Beberapa bulan setelah itu, pemerintah Jepang mengeluarkan perintah likuidasi
untuk seluruh bank Belanda, Inggris dan beberapa bank Cina.
Semua wewenang dari bank-bank yang telah di likuidasi diambil alih oleh
bank-bank Jepang seperti bank Yokohama Specie Bank, Taiwan Bank dan Mitsui
Bank, yang ditutup oleh Belanda saat mulai pecah perang. Sedangkan untuk bank
sirkulasi di pulau Jawa dibentuk Nanpo Kaihatsu Ginko yang antara lain
melanjutkan tugas tentara pendudukan Jepang dalam mengedarkan invansion money
yang di cetak di Jepang dalam tujuh denomonasi dari satu gulden hingga sepuluh
gulden. Karena hal tersebut nilai mata uang dan ekonomi di Hindia Belanda
menjadi hancur.

________________________________________

TUJUAN:
[1] Menurut kutipan teks, bank apa yang dibentuk untuk sirkulasi di pulau Jawa?
[2] Tolong tulis kembali kutipan teks dari "Semua wewenang dari" sampai "menjadi hancur.", dengan mengganti nama "gulden" menjadi "florin".

BARIS TERSIMPAN:
________________________________________

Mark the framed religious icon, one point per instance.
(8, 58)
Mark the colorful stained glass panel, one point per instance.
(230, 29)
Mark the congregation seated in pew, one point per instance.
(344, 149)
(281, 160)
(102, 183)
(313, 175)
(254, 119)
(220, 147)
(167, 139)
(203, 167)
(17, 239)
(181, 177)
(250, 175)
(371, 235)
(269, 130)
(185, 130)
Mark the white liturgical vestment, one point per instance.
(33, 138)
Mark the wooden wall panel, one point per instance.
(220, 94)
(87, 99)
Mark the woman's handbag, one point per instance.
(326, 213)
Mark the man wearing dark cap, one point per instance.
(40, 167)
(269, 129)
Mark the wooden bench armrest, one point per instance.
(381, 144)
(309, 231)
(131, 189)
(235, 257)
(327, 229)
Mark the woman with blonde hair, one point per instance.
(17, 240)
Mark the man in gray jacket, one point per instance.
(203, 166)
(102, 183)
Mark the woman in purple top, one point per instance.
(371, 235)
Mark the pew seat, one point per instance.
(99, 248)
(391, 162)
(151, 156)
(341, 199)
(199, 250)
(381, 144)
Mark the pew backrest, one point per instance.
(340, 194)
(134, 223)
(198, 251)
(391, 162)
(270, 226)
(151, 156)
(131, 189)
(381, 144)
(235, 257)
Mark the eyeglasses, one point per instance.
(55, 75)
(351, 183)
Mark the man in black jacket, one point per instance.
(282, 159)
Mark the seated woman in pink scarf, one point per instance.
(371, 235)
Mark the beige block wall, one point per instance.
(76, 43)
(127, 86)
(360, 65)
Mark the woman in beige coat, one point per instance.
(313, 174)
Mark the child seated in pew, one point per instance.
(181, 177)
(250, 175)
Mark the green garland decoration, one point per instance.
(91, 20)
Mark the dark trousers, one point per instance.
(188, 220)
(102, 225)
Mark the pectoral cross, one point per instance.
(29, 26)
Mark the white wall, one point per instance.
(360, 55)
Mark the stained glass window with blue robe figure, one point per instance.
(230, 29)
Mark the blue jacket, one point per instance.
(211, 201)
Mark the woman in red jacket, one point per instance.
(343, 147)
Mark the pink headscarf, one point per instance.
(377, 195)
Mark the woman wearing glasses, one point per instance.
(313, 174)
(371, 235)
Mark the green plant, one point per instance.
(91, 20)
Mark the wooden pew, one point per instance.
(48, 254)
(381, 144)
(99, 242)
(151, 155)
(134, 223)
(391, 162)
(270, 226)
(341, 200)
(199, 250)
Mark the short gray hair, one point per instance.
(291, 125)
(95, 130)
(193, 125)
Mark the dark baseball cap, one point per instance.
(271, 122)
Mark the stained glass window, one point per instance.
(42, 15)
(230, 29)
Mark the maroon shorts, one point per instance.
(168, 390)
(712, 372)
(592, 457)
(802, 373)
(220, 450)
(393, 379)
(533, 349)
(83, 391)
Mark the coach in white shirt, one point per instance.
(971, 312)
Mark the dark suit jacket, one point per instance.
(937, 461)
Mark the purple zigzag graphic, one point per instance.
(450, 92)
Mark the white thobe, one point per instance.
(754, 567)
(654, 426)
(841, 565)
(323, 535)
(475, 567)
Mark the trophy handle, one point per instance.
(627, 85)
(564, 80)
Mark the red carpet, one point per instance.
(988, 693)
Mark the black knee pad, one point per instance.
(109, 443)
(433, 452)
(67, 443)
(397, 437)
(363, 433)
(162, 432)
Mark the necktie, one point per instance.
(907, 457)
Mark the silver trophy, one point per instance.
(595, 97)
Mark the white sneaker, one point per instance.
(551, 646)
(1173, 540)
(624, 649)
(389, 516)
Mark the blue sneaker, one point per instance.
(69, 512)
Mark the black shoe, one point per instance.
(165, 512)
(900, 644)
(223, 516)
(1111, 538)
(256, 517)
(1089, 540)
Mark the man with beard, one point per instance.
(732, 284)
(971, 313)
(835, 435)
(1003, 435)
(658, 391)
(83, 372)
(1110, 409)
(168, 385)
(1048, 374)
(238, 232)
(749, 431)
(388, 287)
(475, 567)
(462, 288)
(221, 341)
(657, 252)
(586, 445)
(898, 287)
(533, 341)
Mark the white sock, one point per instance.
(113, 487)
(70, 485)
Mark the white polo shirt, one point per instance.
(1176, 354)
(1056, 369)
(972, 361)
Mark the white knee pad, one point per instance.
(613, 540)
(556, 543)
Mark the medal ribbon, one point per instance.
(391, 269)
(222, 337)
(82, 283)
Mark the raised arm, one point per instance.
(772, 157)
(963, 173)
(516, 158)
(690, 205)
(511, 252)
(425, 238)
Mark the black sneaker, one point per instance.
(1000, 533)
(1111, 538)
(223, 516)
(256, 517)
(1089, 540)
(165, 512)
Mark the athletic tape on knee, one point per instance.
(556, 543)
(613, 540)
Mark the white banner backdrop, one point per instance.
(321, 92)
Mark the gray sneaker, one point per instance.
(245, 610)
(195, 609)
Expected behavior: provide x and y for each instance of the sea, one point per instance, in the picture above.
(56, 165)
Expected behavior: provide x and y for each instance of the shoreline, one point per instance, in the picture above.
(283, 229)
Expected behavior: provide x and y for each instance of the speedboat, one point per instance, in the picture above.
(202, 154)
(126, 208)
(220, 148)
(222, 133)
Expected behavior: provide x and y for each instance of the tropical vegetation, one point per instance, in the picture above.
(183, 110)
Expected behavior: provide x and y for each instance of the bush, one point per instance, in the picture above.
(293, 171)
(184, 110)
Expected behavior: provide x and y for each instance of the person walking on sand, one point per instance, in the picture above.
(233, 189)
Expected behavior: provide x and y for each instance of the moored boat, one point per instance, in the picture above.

________________________________________

TANGGAPAN:
[1] Nanpo Kaihatsu Ginko.

[2]
Semua wewenang dari bank-bank yang telah di likuidasi diambil alih oleh
bank-bank Jepang seperti bank Yokohama Specie Bank, Taiwan Bank dan Mitsui
Bank, yang ditutup oleh Belanda saat mulai pecah perang. Sedangkan untuk bank
sirkulasi di pulau Jawa dibentuk Nanpo Kaihatsu Ginko yang antara lain
melanjutkan tugas tentara pendudukan Jepang dalam mengedarkan invansion money
yang di cetak di Jepang dalam tujuh denomonasi dari satu florin hingga sepuluh
florin. Karena hal tersebut nilai mata uang dan ekonomi di Hindia Belanda
menjadi hancur.